:: WORK ORDER A ::
In the article on patriotism, what hometown does Jack Duffy come from?
:: WORK ORDER B ::
Please translate this sentence from the patriotism article into Spanish: "Patriotism can be a very exclusive and dangerous thing," Okosi said.

:: PAGE TEXT ::
Khan said her opinions are equally as valuable as her non-American classmates despite being of American nationality at a school providing an American education.

“I feel validated being an American because we are an American school in London,” Khan said. “But, I might be the only person from Chicago in a room so I have that unique perspective to share.”

Naseer said her national pride intensifies outside of Pakistan, her home country, because she is representing her country in and outside of school discussions. 

I feel validated being an American because we are an American school in London. But, I might be the only person from Chicago in a room so I have that unique perspective to share.”

— Sara Khan (’24)

“As far as patriotism, I do support the country more and try and defend it while living abroad,” she said.

Khan said the international landscape has improved her education because diversity encourages discussion of news from a breadth of countries. She said the school community is exposed to much more world news compared to her previous school in Illinois. 

Khan said the U.S. tends to be “very centralized” in the media, causing schools to become sheltered from world news as their primary information sources focus on domestic affairs.

According to International Studies Quarterly, individuals who move abroad often experience “enlightened nationalism,” which is a phenomenon describing a heightened appreciation for uniqueness, including the idiosyncrasies of their country of origin.

Consequently, Naseer said her family’s love for cricket, a popular sport in Pakistan, was reborn when moving to London. 

“A lot of my friends who live there don’t watch, like, cricket because they take it for granted or it’s not really anything special,” Naseer said. “For my family who lives abroad, cricket is something that connects us back to the country.”

Jack Duffy (’25), who is originally from Needham, Massachusetts, said he enjoys upholding American traditions such as “Super Bowl Sunday” and Thanksgiving even more than when he lived in the U.S.

Alex Okosi (’25) moved from Lagos, Nigeria and said technology plays a vital role in keeping him connected to his family abroad.

“I check the news of Nigeria sometimes and I call my cousins and my family in Nigeria,” Okosi said.

Moreover, Duffy said he notices a stigma around American patriotism being obnoxious and aggressive. Duffy said he encourages students to practice patriotism in moderation as it has the potential to unite a nation without becoming violent. 

“At the right level – at a healthy non-violent one – I think that patriotism can fully bring together a country,” Duffy said. 

In contrast, Okosi said the Proud Boys – an exclusively male far-right organization that were involved in the Jan. 6 insurrection preceding President Joe Biden’s inauguration – are a consequence of misplaced patriotism and the toxic masculinity it promotes. 

“Patriotism can be a very exclusive and dangerous thing,” Okosi said.

Bhatia (’25) said the Jan. 6 insurrection did not influence his patriotism because he said the transient actions of individuals cannot shake his confidence in America’s founding principles. 

I’ve always kind of viewed my feeling of patriotism off of the ideals of the country.”

— Gus Bhatia

“I’ve always kind of viewed my feeling of patriotism off of the ideals of the country,” Bhatia said.

Consequently, Bhatia said the insurrection was fueled by separatism and violence, not by the love of their country, because protesters were actively threatening American principles. He said true patriotism is about striving to understand and improve flaws in one’s country, but citizens sometimes prevent this progress. 

“There’s a large contingent of people that are really keeping improvement from happening, I don’t look at that as an American,” Bhatia said.

Ultimately, Bhatia said the open-minded mentality many third-culture students develop works similarly to patriotic awareness because their mindset allows them to create informed solutions that better their communities.

“A third culture is another way of thinking that produces kind of a larger sense of empathy in a person,” Bhatia said. “You truly do understand how people from different parts of the world think.”

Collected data
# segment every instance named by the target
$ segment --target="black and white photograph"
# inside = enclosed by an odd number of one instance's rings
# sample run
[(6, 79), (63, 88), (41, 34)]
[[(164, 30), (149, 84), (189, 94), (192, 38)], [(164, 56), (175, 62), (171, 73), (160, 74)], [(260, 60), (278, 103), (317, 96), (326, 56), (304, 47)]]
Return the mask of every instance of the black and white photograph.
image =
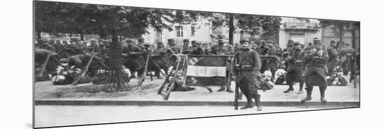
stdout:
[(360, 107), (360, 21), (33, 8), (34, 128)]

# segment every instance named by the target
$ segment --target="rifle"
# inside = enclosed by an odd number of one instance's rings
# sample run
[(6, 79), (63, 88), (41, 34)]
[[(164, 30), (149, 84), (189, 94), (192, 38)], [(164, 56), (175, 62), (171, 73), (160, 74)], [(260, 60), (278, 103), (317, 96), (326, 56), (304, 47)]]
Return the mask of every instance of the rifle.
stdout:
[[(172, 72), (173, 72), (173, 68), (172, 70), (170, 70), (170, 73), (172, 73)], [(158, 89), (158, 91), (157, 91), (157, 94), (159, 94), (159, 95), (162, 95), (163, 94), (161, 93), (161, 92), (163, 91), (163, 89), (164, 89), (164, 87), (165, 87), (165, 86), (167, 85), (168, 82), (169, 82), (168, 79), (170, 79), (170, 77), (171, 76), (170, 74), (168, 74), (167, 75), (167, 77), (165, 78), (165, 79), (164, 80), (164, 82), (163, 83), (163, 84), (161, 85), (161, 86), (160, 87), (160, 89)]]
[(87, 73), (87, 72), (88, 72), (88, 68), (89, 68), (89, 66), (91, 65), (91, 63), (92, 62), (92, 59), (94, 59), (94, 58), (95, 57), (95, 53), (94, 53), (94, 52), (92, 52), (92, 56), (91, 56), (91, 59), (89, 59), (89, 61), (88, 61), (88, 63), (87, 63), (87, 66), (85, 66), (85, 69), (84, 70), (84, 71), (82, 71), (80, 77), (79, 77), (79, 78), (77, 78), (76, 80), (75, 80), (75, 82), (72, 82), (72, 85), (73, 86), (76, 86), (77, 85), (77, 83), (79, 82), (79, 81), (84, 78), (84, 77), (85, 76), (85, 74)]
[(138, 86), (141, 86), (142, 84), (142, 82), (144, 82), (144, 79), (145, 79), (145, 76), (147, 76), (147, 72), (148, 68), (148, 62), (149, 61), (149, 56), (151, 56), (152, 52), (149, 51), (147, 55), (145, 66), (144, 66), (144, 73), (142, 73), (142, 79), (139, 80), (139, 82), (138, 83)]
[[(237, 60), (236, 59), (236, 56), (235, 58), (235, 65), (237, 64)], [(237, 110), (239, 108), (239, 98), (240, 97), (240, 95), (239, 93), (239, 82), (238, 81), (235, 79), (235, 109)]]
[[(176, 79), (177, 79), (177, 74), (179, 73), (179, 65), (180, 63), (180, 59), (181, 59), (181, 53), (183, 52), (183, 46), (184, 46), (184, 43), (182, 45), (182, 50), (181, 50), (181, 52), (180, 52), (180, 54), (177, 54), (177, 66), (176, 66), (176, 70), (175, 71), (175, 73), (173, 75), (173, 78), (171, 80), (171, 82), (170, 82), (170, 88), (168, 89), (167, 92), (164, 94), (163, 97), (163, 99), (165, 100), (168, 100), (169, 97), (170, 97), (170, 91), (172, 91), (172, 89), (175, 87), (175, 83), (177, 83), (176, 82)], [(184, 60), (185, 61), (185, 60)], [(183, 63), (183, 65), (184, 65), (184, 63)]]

* * *

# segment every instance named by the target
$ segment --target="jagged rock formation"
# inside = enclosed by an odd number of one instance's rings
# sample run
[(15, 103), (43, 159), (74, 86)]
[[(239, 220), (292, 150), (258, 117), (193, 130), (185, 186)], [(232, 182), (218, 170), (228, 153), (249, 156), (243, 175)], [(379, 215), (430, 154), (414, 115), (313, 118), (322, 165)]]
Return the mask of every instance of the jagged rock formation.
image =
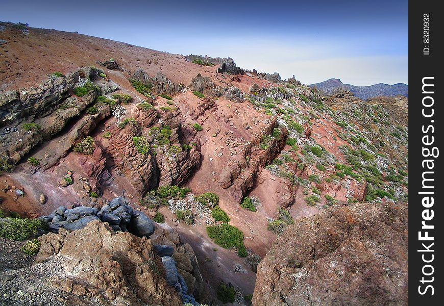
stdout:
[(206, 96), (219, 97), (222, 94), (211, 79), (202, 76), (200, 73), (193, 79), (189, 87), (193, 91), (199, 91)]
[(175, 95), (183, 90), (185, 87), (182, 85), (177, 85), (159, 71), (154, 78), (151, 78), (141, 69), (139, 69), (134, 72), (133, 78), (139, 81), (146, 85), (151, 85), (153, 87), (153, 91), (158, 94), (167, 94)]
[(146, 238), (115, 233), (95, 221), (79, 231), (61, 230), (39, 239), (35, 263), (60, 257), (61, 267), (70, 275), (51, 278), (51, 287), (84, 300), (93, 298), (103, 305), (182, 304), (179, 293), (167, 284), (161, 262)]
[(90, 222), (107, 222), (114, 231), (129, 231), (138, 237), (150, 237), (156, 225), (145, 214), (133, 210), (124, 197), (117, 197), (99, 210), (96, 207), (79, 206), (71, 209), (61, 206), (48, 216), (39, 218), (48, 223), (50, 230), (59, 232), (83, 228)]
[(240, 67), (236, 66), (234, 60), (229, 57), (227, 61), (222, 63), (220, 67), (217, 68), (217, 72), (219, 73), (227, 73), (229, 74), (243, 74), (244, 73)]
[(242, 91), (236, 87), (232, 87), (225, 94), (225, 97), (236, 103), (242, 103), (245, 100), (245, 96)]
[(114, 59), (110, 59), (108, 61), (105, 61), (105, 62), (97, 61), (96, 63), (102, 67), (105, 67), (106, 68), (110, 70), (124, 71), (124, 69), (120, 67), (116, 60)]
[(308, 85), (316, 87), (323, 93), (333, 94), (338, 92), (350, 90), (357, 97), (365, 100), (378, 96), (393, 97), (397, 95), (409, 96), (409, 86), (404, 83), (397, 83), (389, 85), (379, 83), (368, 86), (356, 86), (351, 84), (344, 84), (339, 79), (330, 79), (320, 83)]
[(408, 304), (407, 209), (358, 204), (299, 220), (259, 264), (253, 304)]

---

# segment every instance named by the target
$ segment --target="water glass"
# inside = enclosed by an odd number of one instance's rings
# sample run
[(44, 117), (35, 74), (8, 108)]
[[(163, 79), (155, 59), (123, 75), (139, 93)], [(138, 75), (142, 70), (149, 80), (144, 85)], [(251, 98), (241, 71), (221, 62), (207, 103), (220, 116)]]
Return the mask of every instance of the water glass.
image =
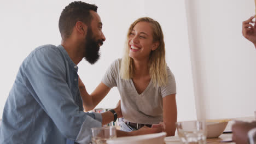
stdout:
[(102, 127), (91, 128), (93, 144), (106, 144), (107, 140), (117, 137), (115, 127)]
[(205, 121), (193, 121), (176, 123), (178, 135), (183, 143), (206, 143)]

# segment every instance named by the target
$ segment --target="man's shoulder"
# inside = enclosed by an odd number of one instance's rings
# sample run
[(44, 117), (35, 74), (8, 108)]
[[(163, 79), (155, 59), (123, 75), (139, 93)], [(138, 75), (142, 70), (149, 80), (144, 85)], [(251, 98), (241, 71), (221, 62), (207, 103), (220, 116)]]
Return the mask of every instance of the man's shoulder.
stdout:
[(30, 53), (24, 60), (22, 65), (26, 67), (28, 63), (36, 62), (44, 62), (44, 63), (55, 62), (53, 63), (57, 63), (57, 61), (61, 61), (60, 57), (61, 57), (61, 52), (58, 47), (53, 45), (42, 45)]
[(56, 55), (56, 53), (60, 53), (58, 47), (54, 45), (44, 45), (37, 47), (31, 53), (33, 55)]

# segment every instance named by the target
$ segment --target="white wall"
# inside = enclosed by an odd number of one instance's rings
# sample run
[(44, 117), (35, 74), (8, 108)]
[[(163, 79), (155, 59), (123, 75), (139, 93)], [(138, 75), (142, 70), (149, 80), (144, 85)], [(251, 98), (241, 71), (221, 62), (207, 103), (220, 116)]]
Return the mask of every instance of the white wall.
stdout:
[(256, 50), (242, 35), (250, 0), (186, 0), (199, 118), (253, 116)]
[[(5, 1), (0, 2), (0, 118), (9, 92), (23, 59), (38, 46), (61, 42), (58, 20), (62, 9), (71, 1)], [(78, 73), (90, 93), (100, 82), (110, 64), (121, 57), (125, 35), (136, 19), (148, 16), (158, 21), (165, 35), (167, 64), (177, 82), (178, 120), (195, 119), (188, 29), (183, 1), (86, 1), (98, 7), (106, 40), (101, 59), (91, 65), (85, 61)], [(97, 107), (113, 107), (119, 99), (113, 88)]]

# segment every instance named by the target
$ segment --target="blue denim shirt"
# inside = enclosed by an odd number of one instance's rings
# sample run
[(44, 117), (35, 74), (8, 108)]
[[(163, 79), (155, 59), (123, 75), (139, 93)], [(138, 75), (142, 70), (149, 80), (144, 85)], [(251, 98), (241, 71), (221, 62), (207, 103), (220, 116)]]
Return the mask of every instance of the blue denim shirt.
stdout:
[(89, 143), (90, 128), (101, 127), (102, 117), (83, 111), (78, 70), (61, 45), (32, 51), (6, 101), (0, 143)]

:: WRITTEN REPLY A ::
Needham, Massachusetts

:: WRITTEN REPLY B ::
«El patriotismo puede ser algo muy excluyente y peligroso», dijo Okosi.